Aim => Add 84 to every x and y coordinate in the answer outlines within the part of the material that opens with the line containing "Target: finger" and closes with the line containing "60), (120, 58)]". Write out only that part again in full, with its requests unchanged.

[Extracted data entries]

▽

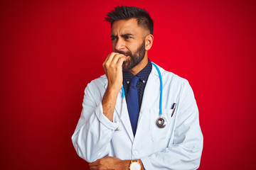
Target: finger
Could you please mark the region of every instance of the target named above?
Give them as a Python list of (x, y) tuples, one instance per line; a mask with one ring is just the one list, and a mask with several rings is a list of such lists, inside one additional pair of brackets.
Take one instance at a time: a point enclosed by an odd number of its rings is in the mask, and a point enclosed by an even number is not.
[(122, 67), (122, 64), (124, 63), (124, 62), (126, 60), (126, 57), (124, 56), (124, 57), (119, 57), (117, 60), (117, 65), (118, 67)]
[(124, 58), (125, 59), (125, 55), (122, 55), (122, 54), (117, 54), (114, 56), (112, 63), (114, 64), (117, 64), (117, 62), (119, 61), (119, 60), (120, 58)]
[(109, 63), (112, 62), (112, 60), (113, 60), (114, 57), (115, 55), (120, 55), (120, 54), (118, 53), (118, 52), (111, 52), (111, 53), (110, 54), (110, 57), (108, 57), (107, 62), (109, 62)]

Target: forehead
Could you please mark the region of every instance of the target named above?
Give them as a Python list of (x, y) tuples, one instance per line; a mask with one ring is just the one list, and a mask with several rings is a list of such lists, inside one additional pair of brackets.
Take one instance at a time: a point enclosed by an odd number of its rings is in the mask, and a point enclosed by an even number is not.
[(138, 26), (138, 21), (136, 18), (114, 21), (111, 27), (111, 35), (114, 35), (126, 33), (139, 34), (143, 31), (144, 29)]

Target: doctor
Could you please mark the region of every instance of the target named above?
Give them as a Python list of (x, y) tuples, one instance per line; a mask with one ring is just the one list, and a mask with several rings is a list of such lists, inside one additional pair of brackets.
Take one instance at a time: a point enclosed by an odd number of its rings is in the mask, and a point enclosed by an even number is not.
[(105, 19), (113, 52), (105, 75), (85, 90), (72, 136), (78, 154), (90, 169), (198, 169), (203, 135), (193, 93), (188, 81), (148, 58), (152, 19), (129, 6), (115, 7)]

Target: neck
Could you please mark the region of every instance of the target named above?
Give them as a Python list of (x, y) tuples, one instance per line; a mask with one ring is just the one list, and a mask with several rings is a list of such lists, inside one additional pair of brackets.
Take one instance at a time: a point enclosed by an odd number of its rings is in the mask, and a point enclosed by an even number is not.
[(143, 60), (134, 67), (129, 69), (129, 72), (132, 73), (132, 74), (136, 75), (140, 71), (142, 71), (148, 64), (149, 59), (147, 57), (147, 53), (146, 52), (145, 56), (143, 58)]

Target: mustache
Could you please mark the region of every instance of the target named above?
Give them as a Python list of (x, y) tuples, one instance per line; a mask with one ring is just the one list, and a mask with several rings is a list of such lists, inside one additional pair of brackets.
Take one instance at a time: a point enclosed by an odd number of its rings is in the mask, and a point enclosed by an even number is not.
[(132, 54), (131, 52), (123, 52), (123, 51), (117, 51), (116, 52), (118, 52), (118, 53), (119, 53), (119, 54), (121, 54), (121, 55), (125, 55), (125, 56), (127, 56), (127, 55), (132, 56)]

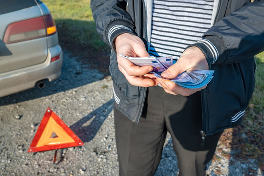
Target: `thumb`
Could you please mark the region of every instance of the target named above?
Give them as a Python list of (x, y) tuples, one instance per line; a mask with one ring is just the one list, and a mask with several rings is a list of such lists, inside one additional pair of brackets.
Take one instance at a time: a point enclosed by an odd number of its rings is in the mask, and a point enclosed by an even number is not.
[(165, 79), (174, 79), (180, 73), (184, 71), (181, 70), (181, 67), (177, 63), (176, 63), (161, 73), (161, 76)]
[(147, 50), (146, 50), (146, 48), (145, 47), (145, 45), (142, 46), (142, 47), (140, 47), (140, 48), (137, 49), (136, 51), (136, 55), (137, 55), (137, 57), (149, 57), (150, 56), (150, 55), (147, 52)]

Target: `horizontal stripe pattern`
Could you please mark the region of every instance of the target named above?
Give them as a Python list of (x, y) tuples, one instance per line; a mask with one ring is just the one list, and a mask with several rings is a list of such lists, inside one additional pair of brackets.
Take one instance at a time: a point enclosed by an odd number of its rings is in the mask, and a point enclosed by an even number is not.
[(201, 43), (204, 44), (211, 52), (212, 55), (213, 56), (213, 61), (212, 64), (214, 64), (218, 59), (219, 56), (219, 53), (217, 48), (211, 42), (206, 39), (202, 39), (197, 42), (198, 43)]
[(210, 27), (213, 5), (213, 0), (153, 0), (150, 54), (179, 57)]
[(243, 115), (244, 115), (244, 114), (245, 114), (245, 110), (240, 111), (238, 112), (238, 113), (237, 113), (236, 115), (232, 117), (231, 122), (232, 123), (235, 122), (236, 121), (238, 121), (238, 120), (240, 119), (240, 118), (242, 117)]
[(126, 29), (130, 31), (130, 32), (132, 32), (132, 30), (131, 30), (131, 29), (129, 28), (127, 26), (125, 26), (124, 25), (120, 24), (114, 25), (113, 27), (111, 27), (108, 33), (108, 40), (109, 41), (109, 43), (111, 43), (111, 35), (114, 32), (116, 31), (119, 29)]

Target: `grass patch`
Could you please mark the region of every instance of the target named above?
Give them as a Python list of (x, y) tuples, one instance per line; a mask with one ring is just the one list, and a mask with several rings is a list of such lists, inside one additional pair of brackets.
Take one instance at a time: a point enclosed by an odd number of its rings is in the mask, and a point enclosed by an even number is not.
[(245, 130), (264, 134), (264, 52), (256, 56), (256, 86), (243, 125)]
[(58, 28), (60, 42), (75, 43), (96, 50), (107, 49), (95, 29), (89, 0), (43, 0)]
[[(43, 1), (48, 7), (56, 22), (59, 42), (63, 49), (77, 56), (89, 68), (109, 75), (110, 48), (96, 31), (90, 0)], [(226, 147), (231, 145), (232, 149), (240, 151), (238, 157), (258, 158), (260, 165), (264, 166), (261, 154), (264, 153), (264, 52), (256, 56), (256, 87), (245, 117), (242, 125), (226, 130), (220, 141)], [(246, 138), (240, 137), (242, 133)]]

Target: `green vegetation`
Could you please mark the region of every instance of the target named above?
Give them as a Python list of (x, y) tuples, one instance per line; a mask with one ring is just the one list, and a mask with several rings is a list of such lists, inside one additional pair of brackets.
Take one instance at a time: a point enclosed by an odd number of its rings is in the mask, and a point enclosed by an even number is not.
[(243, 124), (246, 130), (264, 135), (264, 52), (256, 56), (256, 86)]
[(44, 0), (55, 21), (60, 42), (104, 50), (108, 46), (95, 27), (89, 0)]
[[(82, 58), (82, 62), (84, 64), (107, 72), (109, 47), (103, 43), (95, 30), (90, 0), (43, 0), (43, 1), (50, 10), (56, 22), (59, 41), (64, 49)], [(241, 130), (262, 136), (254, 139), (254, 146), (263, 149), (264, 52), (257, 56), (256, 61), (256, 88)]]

△
▽

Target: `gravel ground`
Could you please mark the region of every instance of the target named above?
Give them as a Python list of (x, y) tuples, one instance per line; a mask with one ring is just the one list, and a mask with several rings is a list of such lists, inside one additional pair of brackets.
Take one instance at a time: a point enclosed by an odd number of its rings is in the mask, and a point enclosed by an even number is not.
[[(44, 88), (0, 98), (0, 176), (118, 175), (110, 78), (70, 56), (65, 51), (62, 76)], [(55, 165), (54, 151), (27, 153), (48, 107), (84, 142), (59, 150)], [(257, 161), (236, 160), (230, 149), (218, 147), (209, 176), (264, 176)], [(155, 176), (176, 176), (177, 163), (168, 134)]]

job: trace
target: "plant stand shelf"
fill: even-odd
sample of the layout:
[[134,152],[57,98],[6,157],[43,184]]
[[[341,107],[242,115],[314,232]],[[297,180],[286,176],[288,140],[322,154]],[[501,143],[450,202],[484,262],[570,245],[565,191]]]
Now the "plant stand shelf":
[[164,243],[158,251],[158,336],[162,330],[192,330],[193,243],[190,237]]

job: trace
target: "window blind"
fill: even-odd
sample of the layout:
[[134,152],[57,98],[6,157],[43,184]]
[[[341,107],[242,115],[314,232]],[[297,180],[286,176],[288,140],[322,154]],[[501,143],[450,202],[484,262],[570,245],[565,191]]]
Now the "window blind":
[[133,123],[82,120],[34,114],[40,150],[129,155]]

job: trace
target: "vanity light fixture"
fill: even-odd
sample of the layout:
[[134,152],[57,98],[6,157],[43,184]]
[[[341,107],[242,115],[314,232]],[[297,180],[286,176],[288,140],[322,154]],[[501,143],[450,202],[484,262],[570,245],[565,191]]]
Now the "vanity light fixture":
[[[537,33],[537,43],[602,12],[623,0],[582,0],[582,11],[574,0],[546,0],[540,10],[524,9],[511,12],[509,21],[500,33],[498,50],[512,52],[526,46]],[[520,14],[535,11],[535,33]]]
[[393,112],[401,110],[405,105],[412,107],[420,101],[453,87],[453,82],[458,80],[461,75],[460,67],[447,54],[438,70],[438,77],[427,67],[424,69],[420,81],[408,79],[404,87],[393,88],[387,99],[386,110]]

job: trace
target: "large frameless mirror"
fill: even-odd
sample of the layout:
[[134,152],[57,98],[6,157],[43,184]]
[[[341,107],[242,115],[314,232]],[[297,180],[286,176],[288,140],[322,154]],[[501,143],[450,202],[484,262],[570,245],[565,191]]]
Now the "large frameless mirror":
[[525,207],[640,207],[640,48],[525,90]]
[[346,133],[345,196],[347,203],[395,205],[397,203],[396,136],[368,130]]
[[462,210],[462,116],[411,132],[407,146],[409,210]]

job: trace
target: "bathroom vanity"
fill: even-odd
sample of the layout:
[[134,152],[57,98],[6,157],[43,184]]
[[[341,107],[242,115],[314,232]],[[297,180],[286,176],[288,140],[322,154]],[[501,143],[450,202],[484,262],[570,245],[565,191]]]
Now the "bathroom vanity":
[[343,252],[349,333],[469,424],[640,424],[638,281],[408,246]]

△
▽

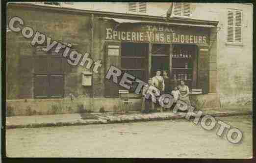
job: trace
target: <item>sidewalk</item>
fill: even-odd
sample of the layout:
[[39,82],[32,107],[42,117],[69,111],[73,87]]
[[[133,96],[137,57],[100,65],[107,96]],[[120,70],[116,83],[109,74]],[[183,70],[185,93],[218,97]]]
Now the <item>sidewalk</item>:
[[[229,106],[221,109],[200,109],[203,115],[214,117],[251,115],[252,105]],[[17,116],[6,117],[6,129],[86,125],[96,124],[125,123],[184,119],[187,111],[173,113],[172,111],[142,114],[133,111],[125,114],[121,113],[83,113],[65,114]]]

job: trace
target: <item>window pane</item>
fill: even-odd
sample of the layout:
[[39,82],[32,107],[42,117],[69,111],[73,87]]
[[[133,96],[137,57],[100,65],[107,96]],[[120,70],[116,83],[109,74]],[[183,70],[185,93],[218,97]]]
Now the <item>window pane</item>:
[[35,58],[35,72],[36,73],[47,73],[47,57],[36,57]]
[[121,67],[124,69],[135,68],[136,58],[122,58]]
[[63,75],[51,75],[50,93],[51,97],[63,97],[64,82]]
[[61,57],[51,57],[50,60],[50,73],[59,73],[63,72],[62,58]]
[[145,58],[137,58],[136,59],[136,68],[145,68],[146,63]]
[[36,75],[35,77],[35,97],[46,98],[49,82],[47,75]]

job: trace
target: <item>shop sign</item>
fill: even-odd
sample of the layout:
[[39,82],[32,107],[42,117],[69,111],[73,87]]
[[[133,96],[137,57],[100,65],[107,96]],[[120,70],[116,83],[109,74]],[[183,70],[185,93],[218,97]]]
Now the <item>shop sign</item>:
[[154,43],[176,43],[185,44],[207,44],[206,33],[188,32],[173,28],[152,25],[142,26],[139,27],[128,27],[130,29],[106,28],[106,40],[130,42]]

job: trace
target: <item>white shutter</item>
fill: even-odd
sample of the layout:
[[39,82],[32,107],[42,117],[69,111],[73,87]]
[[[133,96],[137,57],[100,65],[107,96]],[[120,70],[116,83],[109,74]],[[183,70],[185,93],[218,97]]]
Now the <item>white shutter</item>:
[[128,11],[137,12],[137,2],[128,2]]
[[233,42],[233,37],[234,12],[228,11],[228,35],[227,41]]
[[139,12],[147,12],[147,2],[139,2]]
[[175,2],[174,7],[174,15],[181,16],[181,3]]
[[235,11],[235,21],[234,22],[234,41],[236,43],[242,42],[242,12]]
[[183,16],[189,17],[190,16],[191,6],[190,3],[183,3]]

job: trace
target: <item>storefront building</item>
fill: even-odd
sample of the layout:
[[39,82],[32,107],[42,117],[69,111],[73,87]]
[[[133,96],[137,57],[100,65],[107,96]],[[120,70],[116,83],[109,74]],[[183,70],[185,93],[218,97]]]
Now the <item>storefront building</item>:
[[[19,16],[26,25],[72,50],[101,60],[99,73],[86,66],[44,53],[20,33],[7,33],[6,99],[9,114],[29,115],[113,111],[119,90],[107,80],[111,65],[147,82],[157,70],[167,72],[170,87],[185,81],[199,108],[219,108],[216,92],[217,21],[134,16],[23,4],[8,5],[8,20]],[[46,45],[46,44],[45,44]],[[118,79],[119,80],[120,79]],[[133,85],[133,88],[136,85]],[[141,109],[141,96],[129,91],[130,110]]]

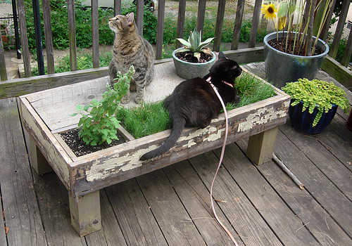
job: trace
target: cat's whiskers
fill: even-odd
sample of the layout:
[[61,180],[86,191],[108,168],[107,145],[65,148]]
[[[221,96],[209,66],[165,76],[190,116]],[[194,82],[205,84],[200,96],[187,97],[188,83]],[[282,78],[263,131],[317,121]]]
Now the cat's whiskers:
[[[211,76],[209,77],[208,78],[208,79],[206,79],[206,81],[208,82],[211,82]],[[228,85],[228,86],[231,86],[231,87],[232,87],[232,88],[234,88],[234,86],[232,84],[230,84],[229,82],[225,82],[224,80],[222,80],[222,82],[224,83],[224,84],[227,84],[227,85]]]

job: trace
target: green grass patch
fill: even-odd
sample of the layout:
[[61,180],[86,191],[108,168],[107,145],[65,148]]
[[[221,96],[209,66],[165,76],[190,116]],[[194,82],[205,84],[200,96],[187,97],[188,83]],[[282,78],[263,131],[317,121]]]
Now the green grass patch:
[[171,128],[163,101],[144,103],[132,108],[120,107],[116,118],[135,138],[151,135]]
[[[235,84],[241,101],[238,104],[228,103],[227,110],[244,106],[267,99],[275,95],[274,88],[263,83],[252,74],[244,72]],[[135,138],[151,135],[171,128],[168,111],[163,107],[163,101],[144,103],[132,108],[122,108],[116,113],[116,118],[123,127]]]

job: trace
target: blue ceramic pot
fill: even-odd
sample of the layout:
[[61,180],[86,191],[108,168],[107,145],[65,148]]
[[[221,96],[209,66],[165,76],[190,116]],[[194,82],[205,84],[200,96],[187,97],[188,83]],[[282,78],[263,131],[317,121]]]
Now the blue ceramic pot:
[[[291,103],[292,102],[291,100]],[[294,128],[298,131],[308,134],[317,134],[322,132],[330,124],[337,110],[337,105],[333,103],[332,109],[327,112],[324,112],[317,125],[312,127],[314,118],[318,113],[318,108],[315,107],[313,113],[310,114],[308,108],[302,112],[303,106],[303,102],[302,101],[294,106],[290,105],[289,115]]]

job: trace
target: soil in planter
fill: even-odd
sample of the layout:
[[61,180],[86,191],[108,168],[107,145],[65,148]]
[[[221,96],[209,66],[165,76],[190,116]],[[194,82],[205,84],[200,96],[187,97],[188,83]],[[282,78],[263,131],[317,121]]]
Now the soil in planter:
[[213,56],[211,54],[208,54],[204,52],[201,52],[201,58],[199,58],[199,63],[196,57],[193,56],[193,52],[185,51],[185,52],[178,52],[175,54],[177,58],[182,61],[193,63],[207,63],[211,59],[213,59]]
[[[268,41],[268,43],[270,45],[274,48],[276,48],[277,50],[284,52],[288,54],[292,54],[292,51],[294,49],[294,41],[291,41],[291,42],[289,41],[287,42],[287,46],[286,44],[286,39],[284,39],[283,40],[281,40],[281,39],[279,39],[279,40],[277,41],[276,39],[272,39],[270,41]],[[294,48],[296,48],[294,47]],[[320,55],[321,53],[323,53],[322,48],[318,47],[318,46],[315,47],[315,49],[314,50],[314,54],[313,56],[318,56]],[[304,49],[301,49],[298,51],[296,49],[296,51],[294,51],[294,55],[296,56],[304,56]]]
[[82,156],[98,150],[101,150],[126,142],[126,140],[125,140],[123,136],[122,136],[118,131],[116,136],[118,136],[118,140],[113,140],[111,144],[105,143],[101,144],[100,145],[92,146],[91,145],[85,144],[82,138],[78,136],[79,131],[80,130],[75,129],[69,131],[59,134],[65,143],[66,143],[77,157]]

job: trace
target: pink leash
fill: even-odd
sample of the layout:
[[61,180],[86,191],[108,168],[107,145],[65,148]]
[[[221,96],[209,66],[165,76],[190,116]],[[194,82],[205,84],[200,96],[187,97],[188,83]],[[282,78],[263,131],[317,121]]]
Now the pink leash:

△

Task output =>
Target: finger
Could you please mark the region of every instance of the target named above?
Give them as a Python list of (x, y) tuples, one instance per line; a mask with one ring is just the one list, and a mask with several rings is a list of such lists, inside one additional pair of brackets.
Take one instance at a time: a point enclosed by an odd number of its rings is in the mask, and a point enclosed by an even number is not.
[(206, 151), (206, 148), (208, 147), (208, 146), (210, 144), (210, 141), (208, 140), (208, 141), (203, 141), (201, 144), (201, 149), (202, 151)]
[(208, 142), (209, 143), (209, 139), (206, 139), (206, 138), (201, 138), (198, 140), (196, 147), (198, 148), (201, 148), (201, 146), (203, 145), (203, 144), (204, 142)]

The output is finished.